▶ Direction
Copy out every line of the listing below, keeping each word, number, and line break unchanged.

┄┄┄┄┄┄

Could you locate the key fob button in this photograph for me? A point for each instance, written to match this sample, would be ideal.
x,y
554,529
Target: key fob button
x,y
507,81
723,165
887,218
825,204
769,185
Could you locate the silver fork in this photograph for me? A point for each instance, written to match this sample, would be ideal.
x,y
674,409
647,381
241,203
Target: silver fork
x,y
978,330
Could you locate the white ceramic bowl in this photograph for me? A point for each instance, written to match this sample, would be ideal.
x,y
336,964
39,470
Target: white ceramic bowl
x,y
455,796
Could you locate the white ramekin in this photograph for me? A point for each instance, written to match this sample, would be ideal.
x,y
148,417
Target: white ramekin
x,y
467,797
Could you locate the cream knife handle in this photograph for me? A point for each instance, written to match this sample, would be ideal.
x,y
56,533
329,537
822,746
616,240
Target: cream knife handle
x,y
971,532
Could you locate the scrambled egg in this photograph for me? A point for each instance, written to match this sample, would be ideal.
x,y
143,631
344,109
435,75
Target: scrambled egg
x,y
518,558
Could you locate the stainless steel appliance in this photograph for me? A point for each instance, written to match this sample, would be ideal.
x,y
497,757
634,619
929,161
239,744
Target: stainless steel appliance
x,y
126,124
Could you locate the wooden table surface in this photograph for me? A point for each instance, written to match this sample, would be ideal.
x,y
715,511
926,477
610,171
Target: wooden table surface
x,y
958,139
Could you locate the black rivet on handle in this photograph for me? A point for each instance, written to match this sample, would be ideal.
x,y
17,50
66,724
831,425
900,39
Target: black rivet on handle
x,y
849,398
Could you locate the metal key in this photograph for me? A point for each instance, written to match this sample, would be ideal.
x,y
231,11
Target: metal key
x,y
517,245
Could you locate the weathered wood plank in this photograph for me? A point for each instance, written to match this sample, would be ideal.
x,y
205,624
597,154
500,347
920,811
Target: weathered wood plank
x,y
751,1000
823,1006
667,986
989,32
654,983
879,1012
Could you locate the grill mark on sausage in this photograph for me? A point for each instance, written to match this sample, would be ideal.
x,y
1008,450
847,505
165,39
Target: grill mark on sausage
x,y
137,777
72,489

┄┄┄┄┄┄

▶ Solution below
Could you locate the key fob button in this photograph for me? A point for each instance, written to match this sample, would be ideal.
x,y
554,529
Target: key fob button
x,y
507,81
723,165
887,218
825,204
769,185
Could you locate the silver fork in this photograph for me? A point for each instance, written to match this sample, would be ideal.
x,y
674,409
647,381
241,203
Target: silver fork
x,y
978,330
Could you locate the white ceramic bowl in this photograph for me? A point for each instance, written to match this sample, would be ideal.
x,y
336,964
39,470
Target: white ceramic bowl
x,y
455,796
Could you locate the white ramekin in this photograph for me? A point for each instance, written to match this sample, would be ideal.
x,y
148,417
Target: white ramekin
x,y
467,797
Could you locate the cream knife handle in this photograph for me? A point for each instance, written to match this sample, would be ideal.
x,y
56,533
329,537
822,746
616,240
Target: cream knife handle
x,y
971,532
Could you locate the scrambled egg in this photograph for me? A point for each instance, written to match this sample, would be ideal.
x,y
143,631
344,109
435,75
Target: scrambled egg
x,y
518,558
Could you locate the stainless steel appliance in this photograph for me? A point for each instance, written to match this sample, would be ideal.
x,y
497,757
634,619
929,161
239,744
Target: stainless steel appliance
x,y
126,124
Could you locate the wooden table surface in this photograph for me? A point for each instance, written to match this sample, would be ideal.
x,y
715,511
926,477
610,171
Target: wooden table surface
x,y
958,139
Could you locate the black rivet on handle in this photograph for me? A point for each instance, written to match this sample, would be ideal.
x,y
17,50
66,724
831,425
900,39
Target: black rivet on handle
x,y
849,398
Could you locate the metal key in this photograph for me? A point for each instance, written to match this sample, would be ideal.
x,y
231,11
Target: metal key
x,y
517,245
Could you locate the weathered wood plank in this photograph for me? A point for each instance, written to match this sample, would be ideal.
x,y
205,624
597,154
500,347
920,811
Target: weathered wood plank
x,y
751,1000
823,1006
667,986
989,32
654,983
879,1012
Could you locate the grill mark on sausage in this photograph for me? A point for each instance, written to match this sample, would be ideal.
x,y
1008,450
847,505
165,39
Target: grill mark on sausage
x,y
137,777
72,489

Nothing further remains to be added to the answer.